Task to carry out:
Copy the lines of the listing below word for word, beginning with the line that contains "Target: rear spoiler" and continuing through the last line of the listing.

### Material for this task ###

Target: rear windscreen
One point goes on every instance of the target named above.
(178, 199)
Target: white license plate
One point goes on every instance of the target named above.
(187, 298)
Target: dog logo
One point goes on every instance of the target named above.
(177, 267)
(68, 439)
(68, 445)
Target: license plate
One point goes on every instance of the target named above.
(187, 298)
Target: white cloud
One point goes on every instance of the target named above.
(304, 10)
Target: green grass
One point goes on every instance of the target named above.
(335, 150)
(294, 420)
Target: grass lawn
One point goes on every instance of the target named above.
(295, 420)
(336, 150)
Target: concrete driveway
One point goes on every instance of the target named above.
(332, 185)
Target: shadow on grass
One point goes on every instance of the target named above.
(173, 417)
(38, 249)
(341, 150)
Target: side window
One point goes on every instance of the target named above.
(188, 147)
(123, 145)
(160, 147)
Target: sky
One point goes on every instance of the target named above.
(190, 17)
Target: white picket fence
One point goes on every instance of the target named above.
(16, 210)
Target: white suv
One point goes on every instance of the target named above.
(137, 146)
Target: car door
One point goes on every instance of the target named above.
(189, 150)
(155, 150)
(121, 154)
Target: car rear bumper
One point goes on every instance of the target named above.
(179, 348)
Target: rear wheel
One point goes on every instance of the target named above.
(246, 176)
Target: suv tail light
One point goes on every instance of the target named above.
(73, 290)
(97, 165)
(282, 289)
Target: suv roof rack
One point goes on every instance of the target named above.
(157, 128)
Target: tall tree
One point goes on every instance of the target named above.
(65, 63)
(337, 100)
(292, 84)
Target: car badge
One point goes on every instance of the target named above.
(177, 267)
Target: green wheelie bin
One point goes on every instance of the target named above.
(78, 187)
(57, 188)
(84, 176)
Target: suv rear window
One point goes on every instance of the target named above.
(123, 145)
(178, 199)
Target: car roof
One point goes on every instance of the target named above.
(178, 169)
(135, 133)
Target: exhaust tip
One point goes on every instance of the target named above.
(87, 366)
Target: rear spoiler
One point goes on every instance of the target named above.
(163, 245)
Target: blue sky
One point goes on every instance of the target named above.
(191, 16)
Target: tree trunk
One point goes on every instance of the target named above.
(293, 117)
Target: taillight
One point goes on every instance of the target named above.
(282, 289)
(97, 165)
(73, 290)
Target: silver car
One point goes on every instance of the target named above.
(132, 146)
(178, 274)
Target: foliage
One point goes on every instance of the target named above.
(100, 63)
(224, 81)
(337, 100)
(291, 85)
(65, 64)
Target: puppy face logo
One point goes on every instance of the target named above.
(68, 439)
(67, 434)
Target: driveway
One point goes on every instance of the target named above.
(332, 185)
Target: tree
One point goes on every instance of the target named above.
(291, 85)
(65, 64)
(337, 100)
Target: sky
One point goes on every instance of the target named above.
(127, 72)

###

Result of the task:
Target: rear spoiler
One point goes on every instance of the target named above.
(163, 245)
Target: blue sky
One point goes on every instance of the target named above.
(191, 16)
Target: tree trunk
One point goes on every instance of the target named above.
(293, 117)
Target: taillight
One point goes on every instance of the target named above.
(282, 289)
(97, 165)
(73, 290)
Target: silver car
One point goes on every instance of the target named above.
(132, 146)
(178, 274)
Target: foliage
One point goes on every instance of the target named above.
(100, 63)
(224, 81)
(337, 100)
(291, 85)
(65, 64)
Target: puppy face logo
One point goes on every instance of the target named above.
(68, 439)
(67, 434)
Target: driveway
One point goes on every instance of the target named above.
(332, 185)
Target: tree
One point goes on every instance of the target named above.
(291, 85)
(65, 64)
(337, 100)
Target: sky
One point goes on every instance of the target named above.
(127, 72)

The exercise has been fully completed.